WHAT IS REQUIRED → Return every line of the data below that contains the string "black", treating uppercase and lowercase letters as distinct.

RECORD EXCERPTS →

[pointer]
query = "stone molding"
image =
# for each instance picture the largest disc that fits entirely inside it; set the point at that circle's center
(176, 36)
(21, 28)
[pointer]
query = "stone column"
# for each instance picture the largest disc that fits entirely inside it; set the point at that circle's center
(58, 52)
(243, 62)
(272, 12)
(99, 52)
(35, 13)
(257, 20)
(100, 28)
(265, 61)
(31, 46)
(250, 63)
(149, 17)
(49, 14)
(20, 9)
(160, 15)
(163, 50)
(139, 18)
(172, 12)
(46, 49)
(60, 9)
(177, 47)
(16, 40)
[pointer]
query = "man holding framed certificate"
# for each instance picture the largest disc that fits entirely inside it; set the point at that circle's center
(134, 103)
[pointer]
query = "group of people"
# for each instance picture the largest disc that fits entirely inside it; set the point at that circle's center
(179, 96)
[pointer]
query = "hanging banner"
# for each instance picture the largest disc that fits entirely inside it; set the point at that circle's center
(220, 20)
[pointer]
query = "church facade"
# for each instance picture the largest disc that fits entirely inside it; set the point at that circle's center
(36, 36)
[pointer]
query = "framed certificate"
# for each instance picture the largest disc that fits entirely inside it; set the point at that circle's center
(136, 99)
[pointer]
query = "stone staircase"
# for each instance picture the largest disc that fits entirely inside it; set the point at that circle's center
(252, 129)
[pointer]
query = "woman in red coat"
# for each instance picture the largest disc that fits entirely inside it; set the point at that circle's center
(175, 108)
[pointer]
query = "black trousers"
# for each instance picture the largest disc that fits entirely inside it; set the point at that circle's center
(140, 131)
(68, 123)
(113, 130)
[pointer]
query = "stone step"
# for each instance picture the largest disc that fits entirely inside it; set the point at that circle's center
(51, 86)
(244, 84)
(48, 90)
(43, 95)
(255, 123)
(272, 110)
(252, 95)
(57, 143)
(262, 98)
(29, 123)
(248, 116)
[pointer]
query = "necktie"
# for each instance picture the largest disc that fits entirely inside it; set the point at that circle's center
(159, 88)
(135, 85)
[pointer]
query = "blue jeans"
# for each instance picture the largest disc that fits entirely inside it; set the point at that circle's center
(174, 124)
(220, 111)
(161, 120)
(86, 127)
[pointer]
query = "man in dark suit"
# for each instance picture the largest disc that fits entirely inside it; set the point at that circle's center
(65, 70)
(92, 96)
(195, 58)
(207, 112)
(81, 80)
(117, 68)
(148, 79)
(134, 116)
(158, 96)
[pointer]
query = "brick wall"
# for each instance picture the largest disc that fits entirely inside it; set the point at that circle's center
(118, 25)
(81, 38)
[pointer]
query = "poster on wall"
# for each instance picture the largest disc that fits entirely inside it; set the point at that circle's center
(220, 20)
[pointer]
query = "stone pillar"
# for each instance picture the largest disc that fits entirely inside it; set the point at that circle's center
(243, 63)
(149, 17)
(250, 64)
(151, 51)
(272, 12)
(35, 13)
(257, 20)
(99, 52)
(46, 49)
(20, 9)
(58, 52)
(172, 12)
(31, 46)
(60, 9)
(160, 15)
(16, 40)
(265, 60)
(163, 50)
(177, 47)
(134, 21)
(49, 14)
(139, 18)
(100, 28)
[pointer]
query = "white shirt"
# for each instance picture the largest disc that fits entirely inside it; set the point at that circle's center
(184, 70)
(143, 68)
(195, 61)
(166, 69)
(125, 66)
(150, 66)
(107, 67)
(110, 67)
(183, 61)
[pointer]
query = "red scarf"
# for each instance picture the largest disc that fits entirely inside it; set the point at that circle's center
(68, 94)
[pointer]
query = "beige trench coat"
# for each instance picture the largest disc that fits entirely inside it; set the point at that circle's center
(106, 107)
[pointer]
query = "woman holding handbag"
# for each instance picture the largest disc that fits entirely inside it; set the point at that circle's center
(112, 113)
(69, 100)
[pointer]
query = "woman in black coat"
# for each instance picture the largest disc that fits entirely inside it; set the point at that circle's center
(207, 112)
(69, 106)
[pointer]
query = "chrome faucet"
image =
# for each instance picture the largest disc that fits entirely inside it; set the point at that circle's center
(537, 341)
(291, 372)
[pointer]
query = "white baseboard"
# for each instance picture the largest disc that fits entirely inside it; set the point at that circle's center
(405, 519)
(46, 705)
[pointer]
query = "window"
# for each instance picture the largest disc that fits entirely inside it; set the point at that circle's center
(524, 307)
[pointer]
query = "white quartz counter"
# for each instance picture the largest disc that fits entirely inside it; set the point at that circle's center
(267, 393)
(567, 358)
...
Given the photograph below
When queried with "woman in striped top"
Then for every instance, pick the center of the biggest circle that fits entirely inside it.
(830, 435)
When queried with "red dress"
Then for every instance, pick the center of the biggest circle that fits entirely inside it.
==
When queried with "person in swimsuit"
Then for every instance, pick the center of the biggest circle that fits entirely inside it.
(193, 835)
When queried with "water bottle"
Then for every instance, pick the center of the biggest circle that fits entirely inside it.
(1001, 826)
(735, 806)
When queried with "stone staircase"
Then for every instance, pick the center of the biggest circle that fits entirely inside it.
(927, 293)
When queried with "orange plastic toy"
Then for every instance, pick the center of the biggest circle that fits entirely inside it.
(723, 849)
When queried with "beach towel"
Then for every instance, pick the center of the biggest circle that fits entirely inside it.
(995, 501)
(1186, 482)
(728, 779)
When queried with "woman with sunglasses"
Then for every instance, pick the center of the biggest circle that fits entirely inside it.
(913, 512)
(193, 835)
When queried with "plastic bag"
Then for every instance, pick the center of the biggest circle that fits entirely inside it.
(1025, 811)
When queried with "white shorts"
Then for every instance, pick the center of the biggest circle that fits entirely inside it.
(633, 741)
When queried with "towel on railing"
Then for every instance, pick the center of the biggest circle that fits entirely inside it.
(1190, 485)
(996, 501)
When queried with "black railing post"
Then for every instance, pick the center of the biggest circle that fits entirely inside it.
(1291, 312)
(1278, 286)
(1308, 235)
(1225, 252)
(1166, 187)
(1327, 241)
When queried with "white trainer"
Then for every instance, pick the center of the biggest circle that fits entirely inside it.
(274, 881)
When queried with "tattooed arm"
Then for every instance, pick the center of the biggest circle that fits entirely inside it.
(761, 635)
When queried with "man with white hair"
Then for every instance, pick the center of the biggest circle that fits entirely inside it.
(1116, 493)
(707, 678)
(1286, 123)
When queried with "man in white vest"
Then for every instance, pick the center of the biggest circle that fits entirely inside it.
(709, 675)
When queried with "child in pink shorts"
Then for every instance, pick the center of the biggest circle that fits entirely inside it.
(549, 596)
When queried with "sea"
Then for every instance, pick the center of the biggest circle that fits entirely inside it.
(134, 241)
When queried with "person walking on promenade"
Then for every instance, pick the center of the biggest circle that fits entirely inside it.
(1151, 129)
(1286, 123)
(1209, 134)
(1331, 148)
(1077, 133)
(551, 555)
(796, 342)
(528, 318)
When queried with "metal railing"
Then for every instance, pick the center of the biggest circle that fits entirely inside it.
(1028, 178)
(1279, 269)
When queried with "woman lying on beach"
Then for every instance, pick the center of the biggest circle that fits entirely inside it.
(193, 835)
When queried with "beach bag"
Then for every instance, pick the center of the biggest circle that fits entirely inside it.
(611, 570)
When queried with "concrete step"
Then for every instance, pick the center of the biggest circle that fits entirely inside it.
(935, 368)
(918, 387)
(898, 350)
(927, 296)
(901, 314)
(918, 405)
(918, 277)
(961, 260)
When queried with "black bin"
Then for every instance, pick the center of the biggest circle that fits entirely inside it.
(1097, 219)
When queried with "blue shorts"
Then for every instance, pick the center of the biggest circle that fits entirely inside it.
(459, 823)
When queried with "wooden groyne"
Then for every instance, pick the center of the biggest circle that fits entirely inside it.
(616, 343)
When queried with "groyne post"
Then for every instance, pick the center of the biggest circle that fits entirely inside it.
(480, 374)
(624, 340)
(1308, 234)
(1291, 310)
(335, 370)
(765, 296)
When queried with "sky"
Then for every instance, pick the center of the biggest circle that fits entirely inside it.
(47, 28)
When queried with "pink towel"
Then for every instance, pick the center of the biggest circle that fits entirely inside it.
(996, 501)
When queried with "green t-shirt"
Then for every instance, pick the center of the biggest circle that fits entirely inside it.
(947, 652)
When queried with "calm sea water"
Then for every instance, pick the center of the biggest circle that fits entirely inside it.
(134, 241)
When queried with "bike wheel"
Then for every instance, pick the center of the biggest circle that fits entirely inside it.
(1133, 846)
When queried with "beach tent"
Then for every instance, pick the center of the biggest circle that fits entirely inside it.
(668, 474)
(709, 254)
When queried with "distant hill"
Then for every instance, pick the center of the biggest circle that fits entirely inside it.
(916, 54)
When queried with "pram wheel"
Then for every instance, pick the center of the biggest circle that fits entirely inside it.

CORRECT OUTPUT →
query = "black trousers"
query = "woman in black coat"
When queried with "black railing post"
When queried with "black bin"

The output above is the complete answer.